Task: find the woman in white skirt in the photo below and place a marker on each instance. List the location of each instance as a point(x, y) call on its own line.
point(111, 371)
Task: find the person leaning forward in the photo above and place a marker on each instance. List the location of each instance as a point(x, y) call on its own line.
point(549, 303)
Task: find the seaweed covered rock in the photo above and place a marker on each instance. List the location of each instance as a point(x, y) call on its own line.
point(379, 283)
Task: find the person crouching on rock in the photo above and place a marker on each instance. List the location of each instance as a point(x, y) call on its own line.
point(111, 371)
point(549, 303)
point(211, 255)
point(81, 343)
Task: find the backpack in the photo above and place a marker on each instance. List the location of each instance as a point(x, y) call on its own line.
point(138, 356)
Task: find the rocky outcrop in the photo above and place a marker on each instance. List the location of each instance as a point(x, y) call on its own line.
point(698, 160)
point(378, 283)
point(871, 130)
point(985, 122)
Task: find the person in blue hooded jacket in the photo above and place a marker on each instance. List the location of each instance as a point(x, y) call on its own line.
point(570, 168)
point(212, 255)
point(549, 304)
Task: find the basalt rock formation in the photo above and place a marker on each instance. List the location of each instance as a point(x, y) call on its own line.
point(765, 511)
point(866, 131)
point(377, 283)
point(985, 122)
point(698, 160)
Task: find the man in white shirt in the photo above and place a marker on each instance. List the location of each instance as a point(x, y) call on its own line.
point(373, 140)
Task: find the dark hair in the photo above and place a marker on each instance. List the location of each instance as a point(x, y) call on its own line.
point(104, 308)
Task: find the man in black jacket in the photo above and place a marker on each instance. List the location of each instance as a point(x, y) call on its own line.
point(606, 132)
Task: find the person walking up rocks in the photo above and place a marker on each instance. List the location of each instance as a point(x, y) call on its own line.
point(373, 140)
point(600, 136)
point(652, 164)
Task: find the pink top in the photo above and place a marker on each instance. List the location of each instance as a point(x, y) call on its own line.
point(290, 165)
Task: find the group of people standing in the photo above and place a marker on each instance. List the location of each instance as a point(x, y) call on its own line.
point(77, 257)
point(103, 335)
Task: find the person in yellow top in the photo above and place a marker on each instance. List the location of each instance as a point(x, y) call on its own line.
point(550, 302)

================

Repeat all the items above, switching "marker" to "pin" everywhere it occurs and changing nothing else.

ANSWER TO THIS PROBLEM —
Task: find the woman in white skirt in the photo below and place a pin on each instance. List the location of each instance as a point(x, y) call on its own line.
point(111, 371)
Task: find the person leaning forward in the photo above and place a pin on each instance. List the location of each instance as a point(x, y) call on its own line.
point(549, 303)
Task: find the seaweed covered rock in the photo above and place a pin on each instance. List the location of each instance as a point(x, y) call on its own line.
point(379, 283)
Task: find the person crouching on rock in the photo above and place a pin on each instance. List the location of each instance as a point(x, y) call on its own line.
point(111, 371)
point(549, 303)
point(211, 255)
point(81, 343)
Task: find the backpack in the photo above and place a pin on each instance. List the location of each instance as a point(x, y) call on its own line.
point(138, 356)
Task: find the rocky outcrop in the photo above and place a pin on each instance. List the location of each instance as a point(x, y) call on its own line.
point(698, 160)
point(378, 283)
point(871, 130)
point(985, 122)
Task: find the person in blue hooded jacket in the photo above and place a pin on each instance. List the location of each instance as a point(x, y) call on its own line.
point(570, 168)
point(212, 255)
point(549, 304)
Task: find the basalt rock formation in the photo above and place a pin on each instance. List the location of each instance as a point(x, y) call on its own line.
point(765, 511)
point(866, 131)
point(377, 283)
point(985, 122)
point(698, 160)
Task: find the man in white shirt in the photo above and place a pin on each instance. List the location of each instance as a point(x, y) call on its own line.
point(373, 140)
Task: find the dark hair in the photo above and place a pin on each instance. List the location of each instance as a point(x, y) call on its own line.
point(104, 308)
Task: find the man in black jacket in the photo above and place a pin on each instance. List the location of each instance as a point(x, y) call on its own line.
point(606, 132)
Task: find the person walking up rocks in the photo above and place a pin on each instance. List the location of each instance as a point(x, y) call on its own line.
point(373, 140)
point(600, 136)
point(652, 164)
Task: find the pink top in the photo above and place a pin on each instance. List the location of each instance as a point(x, y) call on its own line.
point(290, 165)
Task: find the group of people standing in the photo above and place a pin on each instance. List the location of each instance as a point(x, y) call on its own line.
point(77, 257)
point(103, 335)
Task: find the person in yellow top in the photo above and place a pin on each instance. List the location of each instance as a point(x, y) call on its own line.
point(550, 302)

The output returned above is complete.